---- Passage given

For Immediate Release:
04 March 2025
Contact:
Hiraj Laljani; HirajL@petaindia.org
Khushboo Gupta; KhushbooG@petaindia.org
Chennai- After reviewing videos and other documentation about her plight, over 50 veterinarians from different parts of the country have signed a veterinary opinion which will be sent to various concerned authorities in Assam and Tamil Nadu by People for the Ethical Treatment of Animals (PETA) India urging that the abused female elephant named ‘Jeymalyatha’ also known as Joymala, be sent to a sanctuary immediately where she can live unchained, without weapons, and in the company of other elephants. Via the opinion, the veterinarians deemed Jeymalyatha aged approximately 22 years, and currently under the illegal private custody of Arulmigu Nachiyar (Andal) Temple at Srivilliputhur, Virudhunagar district of Tamil Nadu, as potentially dangerous, having long suffered mentally and physically.
The copy of the opinion signed by over 50 veterinarians is available upon request.
Since 2021, the media has reported on numerous instances in which Jeymalyatha was severely beaten by different mahouts leading Assam to demand her return. And a 2022 inspection at the Krishnan Kovil temple, where Jeymalyatha is kept, revealed that the cruelty to the elephant is so routine that her mahout used pliers to painfully twist her skin to control her even in front of PETA India inspectors.

--------

» Set of tasks:
A) According to the press release about the elephant Jeymalyatha, roughly how old did the veterinarians judge her to be?
B) Return the part of the press release about the elephant Jeymalyatha from "Since 2021, the" up to and including "PETA India inspectors.", copied word for word.

---- Provided data

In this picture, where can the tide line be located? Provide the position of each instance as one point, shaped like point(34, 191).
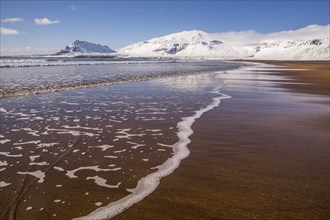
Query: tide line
point(149, 183)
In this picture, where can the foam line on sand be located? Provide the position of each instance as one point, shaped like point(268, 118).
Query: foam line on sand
point(149, 184)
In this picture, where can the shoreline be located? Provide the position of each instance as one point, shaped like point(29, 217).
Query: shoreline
point(253, 157)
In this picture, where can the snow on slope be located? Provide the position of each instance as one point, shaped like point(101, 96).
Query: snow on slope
point(317, 49)
point(85, 47)
point(302, 44)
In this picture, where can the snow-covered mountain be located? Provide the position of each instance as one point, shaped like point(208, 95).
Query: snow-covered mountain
point(198, 44)
point(85, 47)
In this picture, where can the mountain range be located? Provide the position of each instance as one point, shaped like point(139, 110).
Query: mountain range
point(309, 43)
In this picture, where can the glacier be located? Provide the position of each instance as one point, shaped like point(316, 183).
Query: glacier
point(309, 43)
point(84, 47)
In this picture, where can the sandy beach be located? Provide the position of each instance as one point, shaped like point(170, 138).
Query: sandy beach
point(263, 154)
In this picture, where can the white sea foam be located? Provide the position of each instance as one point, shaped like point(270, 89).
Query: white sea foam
point(7, 154)
point(164, 145)
point(3, 163)
point(149, 183)
point(136, 145)
point(28, 142)
point(38, 174)
point(4, 141)
point(39, 163)
point(42, 145)
point(4, 184)
point(71, 173)
point(103, 147)
point(114, 157)
point(102, 182)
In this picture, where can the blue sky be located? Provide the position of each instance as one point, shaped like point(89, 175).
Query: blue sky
point(120, 23)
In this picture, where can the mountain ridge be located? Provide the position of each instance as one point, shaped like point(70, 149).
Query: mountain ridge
point(79, 46)
point(199, 44)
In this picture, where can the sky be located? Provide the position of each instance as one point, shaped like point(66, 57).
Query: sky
point(48, 26)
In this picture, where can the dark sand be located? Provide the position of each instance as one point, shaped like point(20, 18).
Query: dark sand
point(256, 156)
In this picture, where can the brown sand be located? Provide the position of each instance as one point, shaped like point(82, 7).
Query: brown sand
point(252, 158)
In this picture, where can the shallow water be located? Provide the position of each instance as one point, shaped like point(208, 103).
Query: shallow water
point(64, 154)
point(32, 80)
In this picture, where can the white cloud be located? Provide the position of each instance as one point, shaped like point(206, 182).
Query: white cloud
point(12, 20)
point(45, 21)
point(26, 51)
point(253, 37)
point(7, 31)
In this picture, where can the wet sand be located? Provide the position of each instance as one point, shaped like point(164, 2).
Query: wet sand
point(264, 154)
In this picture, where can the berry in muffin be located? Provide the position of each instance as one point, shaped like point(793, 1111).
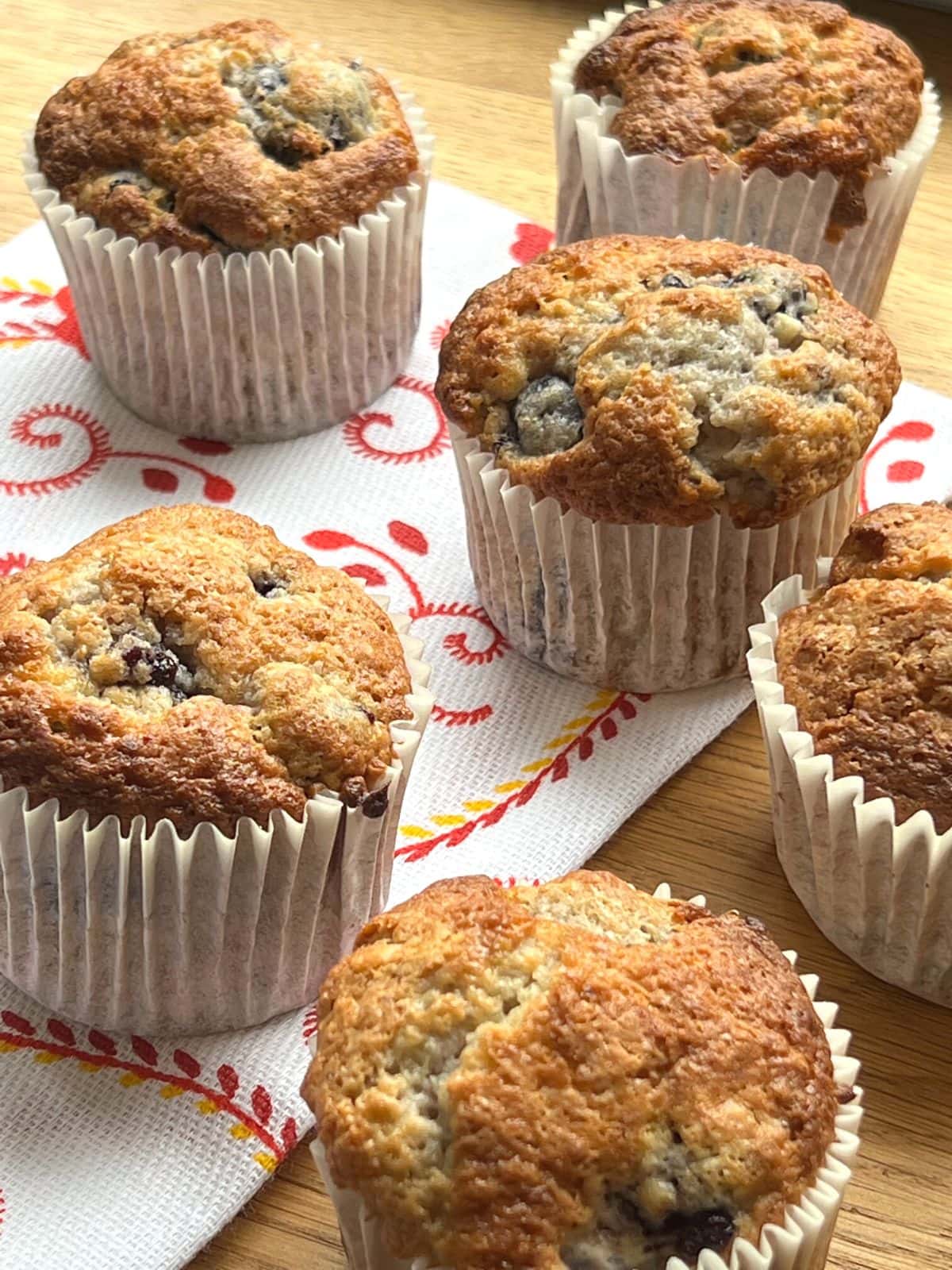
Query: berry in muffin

--------

» Answers in order:
A) Approximately 22 years.

B)
Since 2021, the media has reported on numerous instances in which Jeymalyatha was severely beaten by different mahouts leading Assam to demand her return. And a 2022 inspection at the Krishnan Kovil temple, where Jeymalyatha is kept, revealed that the cruelty to the elephant is so routine that her mahout used pliers to painfully twist her skin to control her even in front of PETA India inspectors.